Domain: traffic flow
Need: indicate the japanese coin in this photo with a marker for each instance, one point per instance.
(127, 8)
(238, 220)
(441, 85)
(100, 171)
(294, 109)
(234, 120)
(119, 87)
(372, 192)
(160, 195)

####

# [Given exercise]
Could you copy the data above line for line, changing nothing?

# [Correct result]
Domain: traffic flow
Need: indicate the japanese coin in this photo with a marker for each instance, one point per instance.
(127, 8)
(238, 220)
(441, 85)
(100, 171)
(294, 109)
(234, 120)
(119, 87)
(372, 192)
(160, 195)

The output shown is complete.